*** Opening INFORMATION PROVIDED ***
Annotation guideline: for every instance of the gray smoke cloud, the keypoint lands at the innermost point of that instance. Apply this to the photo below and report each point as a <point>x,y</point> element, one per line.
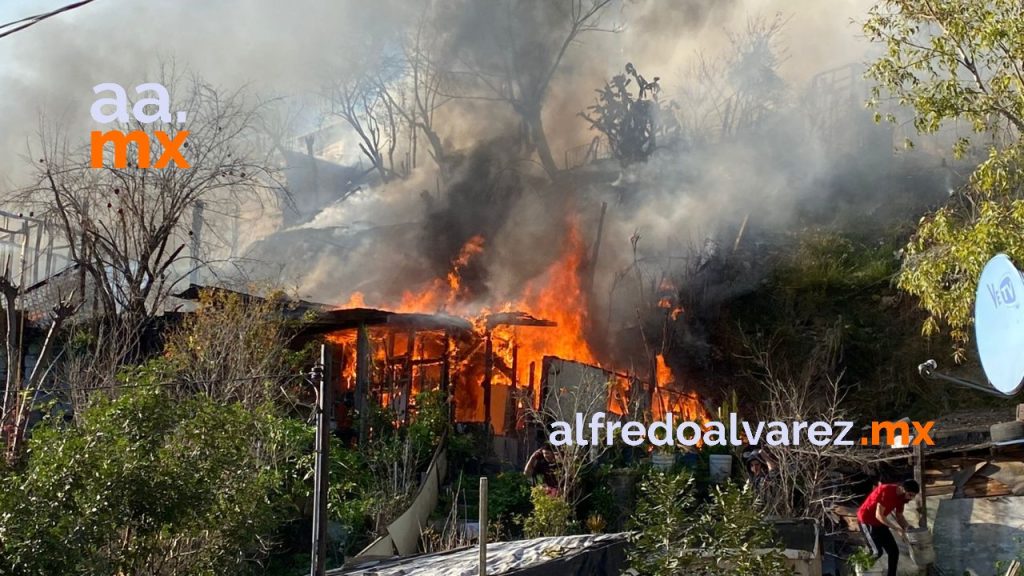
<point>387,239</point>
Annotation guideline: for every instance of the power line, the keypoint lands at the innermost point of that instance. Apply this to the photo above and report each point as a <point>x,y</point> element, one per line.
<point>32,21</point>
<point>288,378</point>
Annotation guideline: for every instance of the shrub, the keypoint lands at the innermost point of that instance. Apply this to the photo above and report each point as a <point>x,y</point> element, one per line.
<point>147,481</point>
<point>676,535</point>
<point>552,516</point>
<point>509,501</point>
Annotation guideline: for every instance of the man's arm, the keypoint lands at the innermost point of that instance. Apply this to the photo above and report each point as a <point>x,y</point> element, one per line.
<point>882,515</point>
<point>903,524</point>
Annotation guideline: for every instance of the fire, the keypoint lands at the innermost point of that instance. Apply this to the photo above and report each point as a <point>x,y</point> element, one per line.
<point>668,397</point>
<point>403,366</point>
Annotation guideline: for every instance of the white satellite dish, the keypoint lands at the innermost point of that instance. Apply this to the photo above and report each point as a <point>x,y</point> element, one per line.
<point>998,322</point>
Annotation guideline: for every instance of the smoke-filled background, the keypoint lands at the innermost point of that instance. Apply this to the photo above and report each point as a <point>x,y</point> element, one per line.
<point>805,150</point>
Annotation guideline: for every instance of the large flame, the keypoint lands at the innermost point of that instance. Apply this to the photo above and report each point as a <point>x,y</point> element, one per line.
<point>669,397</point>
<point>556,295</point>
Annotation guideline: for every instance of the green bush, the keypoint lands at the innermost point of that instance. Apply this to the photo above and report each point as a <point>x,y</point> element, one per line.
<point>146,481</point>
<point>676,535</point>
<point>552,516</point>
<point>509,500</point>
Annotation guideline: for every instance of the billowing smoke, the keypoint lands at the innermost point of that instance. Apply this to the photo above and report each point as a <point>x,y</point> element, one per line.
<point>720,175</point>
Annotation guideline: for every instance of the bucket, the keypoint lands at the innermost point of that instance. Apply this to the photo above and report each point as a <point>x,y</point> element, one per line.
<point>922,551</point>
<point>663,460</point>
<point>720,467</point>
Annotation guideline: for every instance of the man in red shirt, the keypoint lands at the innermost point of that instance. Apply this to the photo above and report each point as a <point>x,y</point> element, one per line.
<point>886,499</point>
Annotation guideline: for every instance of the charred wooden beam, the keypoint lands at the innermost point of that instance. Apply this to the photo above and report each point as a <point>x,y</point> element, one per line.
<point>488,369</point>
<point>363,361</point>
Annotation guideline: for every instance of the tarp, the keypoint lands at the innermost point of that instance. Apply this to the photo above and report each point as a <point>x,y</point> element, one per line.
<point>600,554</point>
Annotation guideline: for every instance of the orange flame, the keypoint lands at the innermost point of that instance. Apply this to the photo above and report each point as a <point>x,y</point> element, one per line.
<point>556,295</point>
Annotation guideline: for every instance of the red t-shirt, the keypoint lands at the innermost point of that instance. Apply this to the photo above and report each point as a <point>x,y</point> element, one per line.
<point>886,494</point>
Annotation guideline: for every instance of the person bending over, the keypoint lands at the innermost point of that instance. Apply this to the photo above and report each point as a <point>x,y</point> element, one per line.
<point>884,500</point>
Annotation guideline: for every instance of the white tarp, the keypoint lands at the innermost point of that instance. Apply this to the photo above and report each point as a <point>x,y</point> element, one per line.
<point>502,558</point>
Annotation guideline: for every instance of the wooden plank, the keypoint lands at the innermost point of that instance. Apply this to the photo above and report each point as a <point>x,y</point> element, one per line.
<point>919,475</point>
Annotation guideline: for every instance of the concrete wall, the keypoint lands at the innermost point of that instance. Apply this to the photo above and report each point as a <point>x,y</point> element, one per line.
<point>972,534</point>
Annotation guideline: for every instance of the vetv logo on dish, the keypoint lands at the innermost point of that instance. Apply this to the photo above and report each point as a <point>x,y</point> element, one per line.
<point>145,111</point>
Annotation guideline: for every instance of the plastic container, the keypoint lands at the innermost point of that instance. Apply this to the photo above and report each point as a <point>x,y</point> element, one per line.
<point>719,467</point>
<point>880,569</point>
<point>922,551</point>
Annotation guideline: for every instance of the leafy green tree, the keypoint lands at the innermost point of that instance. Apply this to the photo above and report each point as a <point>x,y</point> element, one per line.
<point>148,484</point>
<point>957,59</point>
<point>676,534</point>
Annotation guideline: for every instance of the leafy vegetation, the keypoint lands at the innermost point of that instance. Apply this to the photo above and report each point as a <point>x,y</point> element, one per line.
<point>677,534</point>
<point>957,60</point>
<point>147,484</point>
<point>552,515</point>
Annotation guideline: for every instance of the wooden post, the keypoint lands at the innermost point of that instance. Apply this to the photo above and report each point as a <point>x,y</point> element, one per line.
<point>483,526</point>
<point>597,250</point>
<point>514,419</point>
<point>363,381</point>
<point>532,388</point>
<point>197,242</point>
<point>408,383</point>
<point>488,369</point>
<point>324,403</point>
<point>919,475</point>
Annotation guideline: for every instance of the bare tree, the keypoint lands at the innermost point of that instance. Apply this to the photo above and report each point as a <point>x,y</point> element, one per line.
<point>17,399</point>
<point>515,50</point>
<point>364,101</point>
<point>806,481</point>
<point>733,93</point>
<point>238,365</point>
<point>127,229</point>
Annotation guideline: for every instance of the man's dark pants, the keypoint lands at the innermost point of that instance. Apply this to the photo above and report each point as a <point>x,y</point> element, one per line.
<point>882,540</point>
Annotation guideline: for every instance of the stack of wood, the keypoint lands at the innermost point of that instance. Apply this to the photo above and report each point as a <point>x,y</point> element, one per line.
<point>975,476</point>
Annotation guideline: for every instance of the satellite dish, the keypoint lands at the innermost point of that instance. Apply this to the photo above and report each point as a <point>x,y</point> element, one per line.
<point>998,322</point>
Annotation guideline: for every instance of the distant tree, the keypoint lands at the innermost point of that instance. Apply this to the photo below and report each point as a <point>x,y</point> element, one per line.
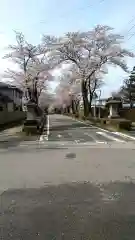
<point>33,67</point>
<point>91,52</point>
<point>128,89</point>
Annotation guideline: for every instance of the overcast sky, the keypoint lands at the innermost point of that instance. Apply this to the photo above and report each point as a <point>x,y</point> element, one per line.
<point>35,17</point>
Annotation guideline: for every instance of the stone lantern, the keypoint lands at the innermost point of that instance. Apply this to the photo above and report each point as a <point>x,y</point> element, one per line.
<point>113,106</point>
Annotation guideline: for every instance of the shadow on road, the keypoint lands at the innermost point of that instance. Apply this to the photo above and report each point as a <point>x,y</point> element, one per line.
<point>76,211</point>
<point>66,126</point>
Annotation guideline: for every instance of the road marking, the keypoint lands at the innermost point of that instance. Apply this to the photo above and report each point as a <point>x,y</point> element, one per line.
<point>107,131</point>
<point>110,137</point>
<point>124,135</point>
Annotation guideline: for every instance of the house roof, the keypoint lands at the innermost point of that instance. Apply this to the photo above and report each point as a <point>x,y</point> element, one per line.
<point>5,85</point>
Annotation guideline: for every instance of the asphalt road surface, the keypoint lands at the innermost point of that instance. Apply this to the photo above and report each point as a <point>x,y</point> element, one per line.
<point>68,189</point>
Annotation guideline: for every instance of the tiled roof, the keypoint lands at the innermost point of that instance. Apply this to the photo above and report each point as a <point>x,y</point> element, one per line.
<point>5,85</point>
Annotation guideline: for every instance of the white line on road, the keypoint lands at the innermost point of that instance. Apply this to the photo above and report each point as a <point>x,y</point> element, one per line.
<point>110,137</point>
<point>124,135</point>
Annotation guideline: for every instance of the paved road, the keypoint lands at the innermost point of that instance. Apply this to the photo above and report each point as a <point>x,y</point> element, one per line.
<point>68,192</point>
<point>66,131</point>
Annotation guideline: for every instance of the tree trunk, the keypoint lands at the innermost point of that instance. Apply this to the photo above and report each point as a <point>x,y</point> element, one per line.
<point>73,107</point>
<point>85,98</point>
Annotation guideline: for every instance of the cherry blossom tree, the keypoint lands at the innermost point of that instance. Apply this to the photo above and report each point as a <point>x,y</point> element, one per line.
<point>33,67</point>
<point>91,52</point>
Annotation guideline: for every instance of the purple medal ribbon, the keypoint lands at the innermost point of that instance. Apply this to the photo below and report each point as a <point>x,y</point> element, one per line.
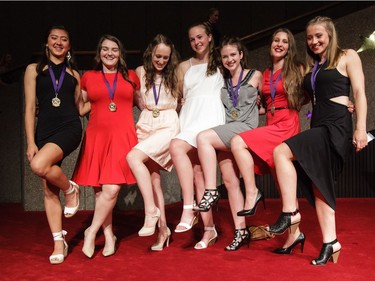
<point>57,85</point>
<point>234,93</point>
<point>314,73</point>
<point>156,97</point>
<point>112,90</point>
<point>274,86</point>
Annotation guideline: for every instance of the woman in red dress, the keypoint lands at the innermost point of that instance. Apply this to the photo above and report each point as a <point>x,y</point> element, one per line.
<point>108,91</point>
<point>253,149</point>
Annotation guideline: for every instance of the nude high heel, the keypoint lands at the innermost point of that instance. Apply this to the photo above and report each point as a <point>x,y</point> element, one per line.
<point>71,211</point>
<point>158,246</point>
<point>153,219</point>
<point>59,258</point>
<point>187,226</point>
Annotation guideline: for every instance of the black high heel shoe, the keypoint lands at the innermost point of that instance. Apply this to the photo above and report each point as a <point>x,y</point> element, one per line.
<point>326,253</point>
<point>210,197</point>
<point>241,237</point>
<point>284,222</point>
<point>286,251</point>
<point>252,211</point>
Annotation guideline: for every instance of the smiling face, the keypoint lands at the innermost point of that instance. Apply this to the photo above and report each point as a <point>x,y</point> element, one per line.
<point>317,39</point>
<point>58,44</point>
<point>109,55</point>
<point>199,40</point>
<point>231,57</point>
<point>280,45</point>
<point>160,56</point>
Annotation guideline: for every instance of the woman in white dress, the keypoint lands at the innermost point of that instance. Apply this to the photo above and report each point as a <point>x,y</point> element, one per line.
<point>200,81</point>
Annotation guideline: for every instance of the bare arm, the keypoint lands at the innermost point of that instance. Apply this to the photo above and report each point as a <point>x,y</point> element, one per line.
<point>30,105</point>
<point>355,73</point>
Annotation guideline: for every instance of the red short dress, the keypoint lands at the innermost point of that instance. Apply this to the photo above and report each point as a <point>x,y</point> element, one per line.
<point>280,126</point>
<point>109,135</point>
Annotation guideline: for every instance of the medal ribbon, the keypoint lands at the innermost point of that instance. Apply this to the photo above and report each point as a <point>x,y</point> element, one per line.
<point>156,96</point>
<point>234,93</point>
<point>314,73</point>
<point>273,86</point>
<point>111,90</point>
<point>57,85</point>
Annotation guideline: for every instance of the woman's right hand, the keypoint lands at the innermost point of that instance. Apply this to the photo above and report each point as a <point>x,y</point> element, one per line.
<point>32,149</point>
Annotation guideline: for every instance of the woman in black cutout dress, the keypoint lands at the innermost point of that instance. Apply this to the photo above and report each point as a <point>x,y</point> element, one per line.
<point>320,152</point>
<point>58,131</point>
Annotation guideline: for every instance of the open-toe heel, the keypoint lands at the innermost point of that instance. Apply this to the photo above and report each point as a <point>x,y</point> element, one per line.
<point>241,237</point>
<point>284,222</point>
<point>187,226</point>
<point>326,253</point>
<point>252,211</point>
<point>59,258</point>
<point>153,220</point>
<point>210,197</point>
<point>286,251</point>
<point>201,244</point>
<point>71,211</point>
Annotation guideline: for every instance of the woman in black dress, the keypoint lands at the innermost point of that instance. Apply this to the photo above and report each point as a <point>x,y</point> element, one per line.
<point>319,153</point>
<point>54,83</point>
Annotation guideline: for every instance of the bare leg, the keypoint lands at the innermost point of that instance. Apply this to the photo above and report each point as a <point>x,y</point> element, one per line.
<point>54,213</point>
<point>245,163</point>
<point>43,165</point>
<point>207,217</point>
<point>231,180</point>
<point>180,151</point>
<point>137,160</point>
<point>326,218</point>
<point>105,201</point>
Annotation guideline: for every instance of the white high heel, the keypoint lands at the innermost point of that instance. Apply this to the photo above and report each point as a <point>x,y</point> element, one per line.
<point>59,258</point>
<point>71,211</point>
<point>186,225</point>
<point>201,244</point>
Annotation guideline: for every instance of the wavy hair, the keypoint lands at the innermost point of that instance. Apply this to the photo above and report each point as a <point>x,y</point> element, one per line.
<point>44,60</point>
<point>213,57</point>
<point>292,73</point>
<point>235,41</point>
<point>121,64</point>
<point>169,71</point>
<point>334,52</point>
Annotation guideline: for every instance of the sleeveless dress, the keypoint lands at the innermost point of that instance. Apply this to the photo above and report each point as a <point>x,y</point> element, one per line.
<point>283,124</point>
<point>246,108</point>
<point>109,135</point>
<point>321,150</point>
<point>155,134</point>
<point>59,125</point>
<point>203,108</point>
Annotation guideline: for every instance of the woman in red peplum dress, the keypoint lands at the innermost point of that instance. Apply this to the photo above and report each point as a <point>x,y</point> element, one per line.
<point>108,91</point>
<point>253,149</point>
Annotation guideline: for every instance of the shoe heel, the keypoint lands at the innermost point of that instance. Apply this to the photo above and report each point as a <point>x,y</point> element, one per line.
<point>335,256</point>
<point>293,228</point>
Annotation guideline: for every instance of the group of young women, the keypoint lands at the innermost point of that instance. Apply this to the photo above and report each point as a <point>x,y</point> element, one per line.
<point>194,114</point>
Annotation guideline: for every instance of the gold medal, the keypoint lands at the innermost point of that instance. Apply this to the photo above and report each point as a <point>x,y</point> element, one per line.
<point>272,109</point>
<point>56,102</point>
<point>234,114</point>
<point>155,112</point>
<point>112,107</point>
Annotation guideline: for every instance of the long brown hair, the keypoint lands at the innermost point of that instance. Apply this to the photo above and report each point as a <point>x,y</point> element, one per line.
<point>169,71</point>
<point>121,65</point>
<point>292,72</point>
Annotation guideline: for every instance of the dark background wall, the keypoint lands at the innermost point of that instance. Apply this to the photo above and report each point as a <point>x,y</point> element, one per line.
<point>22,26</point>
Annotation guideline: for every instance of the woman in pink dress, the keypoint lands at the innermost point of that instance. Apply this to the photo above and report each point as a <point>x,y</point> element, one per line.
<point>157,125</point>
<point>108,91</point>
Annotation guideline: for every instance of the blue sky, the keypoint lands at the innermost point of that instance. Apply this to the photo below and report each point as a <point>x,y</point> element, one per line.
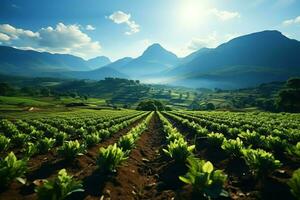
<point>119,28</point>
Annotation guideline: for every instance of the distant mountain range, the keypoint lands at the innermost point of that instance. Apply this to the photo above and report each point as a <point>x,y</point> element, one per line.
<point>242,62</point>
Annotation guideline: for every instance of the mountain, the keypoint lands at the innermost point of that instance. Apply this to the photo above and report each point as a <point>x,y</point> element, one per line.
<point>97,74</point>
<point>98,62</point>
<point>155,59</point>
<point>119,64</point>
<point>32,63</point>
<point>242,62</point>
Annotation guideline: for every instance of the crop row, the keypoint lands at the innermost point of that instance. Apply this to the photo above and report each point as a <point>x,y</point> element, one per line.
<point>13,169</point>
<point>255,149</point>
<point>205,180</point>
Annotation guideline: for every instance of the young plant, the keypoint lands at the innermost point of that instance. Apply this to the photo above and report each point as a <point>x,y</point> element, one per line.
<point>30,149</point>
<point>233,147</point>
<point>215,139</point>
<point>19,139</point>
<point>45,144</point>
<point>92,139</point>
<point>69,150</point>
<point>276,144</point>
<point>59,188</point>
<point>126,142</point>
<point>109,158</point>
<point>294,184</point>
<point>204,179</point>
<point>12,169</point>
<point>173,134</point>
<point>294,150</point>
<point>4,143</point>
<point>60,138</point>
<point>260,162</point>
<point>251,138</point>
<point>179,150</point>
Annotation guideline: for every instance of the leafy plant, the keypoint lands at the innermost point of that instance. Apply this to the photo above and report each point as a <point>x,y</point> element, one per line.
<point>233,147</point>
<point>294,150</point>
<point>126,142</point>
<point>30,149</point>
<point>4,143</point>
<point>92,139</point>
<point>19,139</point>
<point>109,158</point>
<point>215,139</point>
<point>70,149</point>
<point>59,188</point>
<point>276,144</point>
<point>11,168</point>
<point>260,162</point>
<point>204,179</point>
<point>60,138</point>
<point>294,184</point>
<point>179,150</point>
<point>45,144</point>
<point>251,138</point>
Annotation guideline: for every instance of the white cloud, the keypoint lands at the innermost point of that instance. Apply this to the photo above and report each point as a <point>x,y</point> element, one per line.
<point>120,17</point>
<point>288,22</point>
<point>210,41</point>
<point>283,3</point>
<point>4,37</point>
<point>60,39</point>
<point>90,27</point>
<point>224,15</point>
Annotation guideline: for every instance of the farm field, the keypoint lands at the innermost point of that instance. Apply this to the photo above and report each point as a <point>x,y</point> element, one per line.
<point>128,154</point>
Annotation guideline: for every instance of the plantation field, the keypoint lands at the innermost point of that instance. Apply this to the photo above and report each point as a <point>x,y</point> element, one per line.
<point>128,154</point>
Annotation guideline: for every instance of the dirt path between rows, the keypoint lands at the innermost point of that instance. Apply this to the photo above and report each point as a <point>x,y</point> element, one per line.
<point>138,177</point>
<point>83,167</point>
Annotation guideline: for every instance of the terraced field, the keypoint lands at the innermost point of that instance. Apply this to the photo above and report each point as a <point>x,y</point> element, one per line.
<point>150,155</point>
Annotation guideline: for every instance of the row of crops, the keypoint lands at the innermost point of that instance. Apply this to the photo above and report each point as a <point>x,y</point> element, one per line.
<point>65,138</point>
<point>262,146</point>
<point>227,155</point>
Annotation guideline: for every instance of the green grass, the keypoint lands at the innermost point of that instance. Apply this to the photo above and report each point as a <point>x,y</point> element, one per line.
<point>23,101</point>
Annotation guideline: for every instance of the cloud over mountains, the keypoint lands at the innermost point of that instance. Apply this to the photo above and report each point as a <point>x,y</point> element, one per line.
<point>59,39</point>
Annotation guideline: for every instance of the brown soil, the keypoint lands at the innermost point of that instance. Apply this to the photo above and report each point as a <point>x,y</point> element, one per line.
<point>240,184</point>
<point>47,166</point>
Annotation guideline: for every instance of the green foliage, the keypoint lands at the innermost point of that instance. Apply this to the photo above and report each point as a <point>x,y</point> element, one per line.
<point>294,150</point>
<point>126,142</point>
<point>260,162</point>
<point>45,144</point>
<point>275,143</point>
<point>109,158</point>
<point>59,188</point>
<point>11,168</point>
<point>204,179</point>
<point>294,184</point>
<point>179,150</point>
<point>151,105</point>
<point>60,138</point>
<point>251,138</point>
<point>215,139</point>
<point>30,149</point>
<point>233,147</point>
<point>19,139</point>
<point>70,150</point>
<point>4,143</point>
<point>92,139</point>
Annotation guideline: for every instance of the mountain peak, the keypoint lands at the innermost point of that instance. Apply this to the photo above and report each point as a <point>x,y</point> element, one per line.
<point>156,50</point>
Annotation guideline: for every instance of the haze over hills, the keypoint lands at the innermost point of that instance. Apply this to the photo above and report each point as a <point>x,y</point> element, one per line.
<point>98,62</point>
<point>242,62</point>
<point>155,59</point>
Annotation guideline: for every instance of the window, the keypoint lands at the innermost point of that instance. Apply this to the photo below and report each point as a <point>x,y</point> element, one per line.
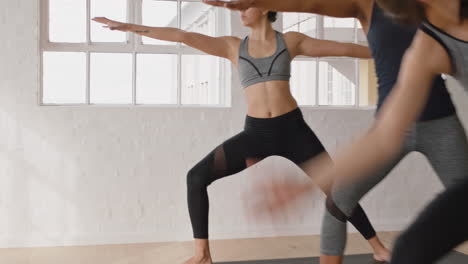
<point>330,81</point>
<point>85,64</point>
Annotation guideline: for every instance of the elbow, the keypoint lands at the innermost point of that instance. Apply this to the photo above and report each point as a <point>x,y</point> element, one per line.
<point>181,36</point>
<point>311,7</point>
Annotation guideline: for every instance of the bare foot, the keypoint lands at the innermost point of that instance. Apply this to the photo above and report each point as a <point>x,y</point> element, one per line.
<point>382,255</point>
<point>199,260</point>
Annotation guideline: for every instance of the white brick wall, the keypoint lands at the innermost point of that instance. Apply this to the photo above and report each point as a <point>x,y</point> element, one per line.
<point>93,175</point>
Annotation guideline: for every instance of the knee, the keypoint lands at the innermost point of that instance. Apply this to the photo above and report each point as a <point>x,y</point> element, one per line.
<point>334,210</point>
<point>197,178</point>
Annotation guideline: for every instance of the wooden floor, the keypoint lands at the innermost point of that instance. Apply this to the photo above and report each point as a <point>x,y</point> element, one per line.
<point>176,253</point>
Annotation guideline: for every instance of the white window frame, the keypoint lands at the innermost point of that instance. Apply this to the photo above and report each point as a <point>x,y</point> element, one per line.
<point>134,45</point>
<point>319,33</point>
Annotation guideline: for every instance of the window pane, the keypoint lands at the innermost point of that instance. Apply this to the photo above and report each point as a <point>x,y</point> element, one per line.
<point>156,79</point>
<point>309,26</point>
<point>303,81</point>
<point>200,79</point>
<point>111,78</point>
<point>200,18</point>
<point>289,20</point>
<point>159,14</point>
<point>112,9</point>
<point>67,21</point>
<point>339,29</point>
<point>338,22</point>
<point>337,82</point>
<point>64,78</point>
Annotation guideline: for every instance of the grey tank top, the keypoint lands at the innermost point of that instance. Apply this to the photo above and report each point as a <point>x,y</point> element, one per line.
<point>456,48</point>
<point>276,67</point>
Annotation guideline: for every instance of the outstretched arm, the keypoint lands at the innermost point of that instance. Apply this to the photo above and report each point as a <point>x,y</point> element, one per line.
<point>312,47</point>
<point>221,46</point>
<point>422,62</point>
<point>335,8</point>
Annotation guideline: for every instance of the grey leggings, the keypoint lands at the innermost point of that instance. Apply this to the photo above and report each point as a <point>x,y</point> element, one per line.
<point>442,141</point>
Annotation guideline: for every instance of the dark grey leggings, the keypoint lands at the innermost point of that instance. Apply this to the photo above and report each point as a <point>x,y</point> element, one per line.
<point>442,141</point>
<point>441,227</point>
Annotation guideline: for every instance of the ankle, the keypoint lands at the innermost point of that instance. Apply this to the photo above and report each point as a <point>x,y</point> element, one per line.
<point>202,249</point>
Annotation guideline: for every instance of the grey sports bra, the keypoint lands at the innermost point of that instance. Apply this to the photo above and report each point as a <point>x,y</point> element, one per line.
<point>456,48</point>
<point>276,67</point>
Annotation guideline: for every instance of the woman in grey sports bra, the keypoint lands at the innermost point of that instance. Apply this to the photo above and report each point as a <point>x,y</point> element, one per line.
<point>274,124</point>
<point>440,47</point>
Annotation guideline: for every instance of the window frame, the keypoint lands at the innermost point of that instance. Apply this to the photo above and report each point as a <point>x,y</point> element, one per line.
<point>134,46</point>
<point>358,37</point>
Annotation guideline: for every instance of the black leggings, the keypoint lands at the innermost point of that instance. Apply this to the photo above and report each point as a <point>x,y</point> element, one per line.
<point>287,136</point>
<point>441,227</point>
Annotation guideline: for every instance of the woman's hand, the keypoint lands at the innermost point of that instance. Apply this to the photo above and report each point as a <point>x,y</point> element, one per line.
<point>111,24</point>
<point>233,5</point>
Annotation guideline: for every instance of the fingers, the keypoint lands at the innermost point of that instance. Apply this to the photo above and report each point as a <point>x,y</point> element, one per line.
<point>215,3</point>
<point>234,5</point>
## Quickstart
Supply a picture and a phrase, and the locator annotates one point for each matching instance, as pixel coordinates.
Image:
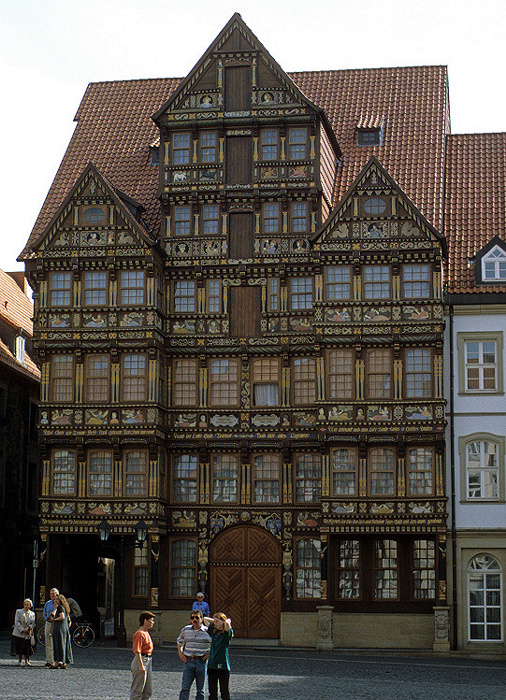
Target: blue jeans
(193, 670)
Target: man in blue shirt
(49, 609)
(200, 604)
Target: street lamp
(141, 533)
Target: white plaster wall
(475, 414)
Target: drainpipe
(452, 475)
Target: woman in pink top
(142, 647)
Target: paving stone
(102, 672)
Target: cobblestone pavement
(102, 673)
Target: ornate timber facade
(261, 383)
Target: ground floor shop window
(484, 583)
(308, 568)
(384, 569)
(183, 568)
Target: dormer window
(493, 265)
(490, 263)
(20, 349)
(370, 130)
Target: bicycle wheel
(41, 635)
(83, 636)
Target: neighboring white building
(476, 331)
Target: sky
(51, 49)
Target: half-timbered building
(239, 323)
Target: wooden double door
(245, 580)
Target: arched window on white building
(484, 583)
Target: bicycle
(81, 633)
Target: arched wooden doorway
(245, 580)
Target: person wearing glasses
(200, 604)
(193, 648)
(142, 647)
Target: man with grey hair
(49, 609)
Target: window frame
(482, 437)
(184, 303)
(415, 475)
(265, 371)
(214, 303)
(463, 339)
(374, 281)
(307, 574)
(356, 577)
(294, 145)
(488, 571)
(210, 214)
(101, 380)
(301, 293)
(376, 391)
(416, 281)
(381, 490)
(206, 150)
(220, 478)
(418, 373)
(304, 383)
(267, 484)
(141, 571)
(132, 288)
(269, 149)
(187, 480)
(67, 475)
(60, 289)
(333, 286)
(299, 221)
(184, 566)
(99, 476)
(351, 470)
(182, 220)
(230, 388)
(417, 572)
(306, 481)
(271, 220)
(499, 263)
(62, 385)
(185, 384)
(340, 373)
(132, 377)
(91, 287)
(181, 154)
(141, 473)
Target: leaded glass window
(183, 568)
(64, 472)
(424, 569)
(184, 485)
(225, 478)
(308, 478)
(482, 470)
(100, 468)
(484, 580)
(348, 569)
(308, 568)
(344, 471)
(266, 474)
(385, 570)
*** Closing INFORMATION PROVIDED ***
Reproduce exactly the lines of the records above from the one with "woman's hand, the" to the one with "## Quickstart", both included, and leave out everything else.

* _RESPONSE BOX_
Annotation guideline: for every instance of the woman's hand, the keypoint lands at the innermost point of that instance. Apply this to the photo above and report each point as a <point>x,y</point> element, one per line.
<point>111,24</point>
<point>233,5</point>
Annotation guideline: for every instance of the fingers, the keypoint lands at the innermost point of that instance. Apply this to the photo above and report each point as a <point>x,y</point> element, one per line.
<point>215,3</point>
<point>234,5</point>
## Quickstart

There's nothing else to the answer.